PASSAGE SHOWN:
No windfall tax on oil and gas companies
As the world’s economies move into recovery after the pandemic, the demand for energy has risen, after it fell during the pandemic lockdowns. This has resulted in surging demand for oil and gas and healthy profits for the oil and gas companies. Because of a shortfall in supply, there have been big price rises, and the combination of higher energy bills coinciding with increased profits for energy companies has led to demands for a windfall tax on them.
Early season apples that fall from a tree are regarded as a ‘free’ bonus to the regular crop, and when some companies gain from lucky circumstances to which they did not contribute, their gains are similarly described as ‘windfall.’ Governments, always on the lookout for money, are tempted to impose one-off taxes on what they regard as “unmerited” profits. Naturally, the Labour Party, seeing a pot of money, wants to take some of it, and this time the Liberal-Democrats have added their small voice to the chorus
A proposed windfall tax on energy profits to be redistributed to the poor struggling consumers has a superficial populist appeal. It looks like one of those “robbing the rich to aid the poor” taxes, but it is not. At the end of every tax is a wallet or purse; this is because people pay taxes, companies do not. The taxes levied on them are collected from shareholders, customers or employees, and the energy companies would pass on the increased taxes to them.
Many of the shareholders in energy companies are pension funds. This means that the windfall tax would in fact be paid in part by pensioners. Some part of it will no doubt part be paid through increased prices to customers. Thus, what looks like a tax on so-called “fat-cats” is in fact a tax ultimately paid by quite ordinary people.

STORED DATA:
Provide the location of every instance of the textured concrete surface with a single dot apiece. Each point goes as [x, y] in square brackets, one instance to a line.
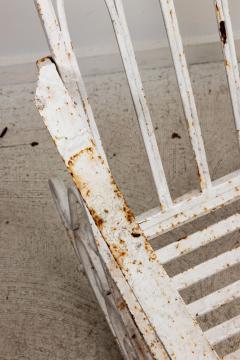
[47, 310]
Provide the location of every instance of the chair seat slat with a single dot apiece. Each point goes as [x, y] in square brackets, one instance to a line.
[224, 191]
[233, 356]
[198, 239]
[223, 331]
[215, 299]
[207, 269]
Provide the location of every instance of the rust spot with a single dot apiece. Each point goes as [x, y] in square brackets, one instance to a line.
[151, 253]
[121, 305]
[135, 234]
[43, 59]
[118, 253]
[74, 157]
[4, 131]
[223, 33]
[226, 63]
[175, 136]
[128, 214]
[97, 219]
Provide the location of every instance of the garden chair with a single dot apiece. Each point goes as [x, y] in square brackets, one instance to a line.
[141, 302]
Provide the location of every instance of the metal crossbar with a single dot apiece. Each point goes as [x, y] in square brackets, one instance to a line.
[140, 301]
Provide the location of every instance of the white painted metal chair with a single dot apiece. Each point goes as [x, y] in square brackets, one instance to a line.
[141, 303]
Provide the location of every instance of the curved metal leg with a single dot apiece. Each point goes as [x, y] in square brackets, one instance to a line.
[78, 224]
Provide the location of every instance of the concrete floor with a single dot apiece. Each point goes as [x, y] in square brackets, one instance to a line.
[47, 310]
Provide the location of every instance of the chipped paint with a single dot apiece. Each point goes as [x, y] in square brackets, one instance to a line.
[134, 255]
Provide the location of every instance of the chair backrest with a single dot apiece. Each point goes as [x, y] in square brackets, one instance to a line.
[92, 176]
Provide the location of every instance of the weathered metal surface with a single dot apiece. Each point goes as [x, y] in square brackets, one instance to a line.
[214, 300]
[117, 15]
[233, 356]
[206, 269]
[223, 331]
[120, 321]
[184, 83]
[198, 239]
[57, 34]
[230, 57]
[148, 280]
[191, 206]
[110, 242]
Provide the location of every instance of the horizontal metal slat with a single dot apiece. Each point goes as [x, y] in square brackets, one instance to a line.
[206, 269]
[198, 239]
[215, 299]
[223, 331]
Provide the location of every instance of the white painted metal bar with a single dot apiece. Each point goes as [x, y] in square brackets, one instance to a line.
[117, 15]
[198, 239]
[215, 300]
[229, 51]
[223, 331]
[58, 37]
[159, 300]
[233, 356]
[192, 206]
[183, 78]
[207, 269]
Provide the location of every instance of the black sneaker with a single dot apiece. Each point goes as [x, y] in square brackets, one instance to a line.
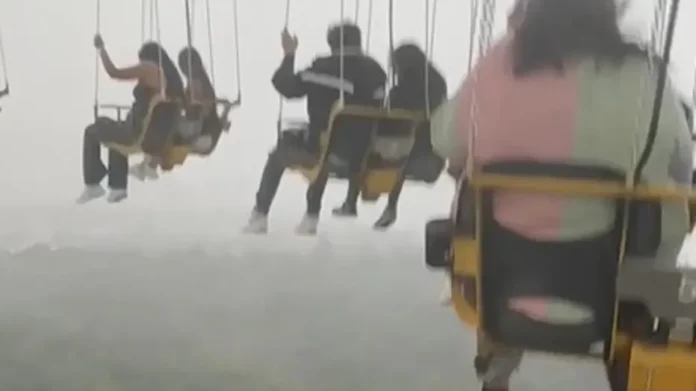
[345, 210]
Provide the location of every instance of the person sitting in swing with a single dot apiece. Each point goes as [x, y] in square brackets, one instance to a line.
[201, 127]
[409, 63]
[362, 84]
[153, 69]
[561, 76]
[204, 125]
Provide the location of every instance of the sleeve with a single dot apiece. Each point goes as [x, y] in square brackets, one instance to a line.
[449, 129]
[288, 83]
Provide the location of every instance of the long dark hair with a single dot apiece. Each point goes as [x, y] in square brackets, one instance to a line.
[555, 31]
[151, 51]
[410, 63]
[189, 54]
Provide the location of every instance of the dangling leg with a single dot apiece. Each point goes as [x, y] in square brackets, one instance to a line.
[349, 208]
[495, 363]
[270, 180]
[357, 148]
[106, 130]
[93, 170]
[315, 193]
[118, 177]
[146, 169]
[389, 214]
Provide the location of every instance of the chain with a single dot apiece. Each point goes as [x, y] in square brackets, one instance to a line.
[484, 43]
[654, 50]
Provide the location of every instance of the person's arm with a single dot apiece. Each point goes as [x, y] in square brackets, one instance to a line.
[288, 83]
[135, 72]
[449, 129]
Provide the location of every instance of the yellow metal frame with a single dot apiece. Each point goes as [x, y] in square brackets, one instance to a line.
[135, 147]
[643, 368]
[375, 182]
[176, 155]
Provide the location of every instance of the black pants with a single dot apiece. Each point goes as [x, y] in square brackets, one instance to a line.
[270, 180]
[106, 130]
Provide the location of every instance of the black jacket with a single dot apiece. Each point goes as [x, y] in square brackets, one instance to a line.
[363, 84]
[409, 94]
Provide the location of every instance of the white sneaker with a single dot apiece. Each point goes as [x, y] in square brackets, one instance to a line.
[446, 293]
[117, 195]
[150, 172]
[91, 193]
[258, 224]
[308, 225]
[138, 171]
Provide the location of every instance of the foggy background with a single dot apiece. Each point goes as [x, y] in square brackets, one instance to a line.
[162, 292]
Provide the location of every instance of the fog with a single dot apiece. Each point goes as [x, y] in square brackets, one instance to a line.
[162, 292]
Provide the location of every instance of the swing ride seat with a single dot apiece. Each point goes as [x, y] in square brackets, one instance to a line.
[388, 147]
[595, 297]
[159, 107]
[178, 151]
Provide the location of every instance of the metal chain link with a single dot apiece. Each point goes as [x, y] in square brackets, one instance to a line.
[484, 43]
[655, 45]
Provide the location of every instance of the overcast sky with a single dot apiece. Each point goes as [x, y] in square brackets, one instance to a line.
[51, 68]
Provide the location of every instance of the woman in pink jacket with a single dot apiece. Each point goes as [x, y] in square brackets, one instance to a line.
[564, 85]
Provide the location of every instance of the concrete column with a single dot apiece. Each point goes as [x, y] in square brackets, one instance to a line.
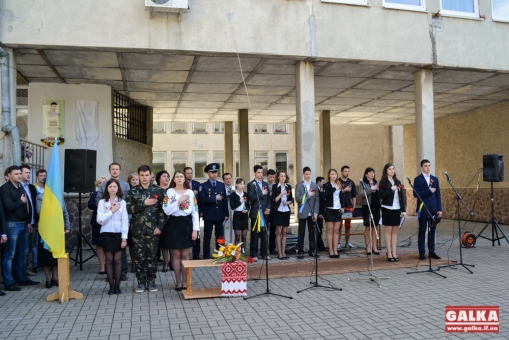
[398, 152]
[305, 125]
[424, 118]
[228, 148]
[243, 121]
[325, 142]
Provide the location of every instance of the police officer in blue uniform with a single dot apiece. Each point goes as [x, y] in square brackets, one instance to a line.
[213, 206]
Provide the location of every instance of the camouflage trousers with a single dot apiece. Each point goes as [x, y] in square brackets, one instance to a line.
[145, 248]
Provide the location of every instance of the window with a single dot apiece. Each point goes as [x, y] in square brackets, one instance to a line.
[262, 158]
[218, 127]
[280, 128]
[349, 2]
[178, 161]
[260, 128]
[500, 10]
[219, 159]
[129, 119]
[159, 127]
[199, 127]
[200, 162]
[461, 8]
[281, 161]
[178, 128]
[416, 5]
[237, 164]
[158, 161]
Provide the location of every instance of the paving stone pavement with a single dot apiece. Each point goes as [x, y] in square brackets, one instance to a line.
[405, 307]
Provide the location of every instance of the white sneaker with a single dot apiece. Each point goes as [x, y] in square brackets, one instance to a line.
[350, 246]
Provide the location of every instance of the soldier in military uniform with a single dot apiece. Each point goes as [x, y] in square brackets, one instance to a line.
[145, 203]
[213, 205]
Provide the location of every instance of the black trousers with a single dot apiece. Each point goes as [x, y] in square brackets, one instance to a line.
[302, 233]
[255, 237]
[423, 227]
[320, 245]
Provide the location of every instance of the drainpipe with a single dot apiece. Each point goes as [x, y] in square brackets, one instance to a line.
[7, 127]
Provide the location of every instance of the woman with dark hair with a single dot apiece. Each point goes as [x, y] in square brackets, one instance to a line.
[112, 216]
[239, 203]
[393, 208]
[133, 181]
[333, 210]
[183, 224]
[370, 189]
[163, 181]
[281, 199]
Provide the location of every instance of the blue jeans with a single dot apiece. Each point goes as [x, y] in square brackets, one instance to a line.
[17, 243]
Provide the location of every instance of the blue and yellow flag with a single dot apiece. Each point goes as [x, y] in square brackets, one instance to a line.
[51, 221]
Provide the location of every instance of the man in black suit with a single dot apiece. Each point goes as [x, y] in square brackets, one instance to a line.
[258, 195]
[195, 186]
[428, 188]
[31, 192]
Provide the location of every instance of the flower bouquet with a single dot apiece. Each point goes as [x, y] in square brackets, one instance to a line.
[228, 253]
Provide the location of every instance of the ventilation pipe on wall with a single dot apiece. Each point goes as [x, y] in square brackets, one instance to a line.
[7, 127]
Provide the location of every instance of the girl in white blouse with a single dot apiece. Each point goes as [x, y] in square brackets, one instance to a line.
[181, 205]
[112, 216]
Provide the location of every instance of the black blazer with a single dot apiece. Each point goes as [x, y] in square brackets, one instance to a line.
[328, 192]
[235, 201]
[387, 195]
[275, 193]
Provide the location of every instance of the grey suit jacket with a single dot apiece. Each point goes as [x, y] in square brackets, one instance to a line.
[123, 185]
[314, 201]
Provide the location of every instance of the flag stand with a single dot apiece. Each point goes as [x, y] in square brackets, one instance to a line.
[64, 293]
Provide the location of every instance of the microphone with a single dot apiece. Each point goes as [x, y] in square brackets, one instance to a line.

ASSIGNED TASK A: Rewrite the windfall tax passage starting at the words "No windfall tax" and ending after "tax on them.", with "health crisis" replacing "pandemic".
ASSIGNED TASK B: Condense the paragraph of the windfall tax passage that begins "Many of the shareholders in energy companies" into a bulleted list that keeps its main facts.

ANSWER SPACE A:
No windfall tax on oil and gas companies
As the world’s economies move into recovery after the health crisis, the demand for energy has risen, after it fell during the health crisis lockdowns. This has resulted in surging demand for oil and gas and healthy profits for the oil and gas companies. Because of a shortfall in supply, there have been big price rises, and the combination of higher energy bills coinciding with increased profits for energy companies has led to demands for a windfall tax on them.

ANSWER SPACE B:
- Pension funds hold many of the shares in energy companies, so pensioners would pay part of a windfall tax.
- Customers would pay some of the tax through higher prices.
- A tax that appears to target "fat-cats" would ultimately fall on ordinary people.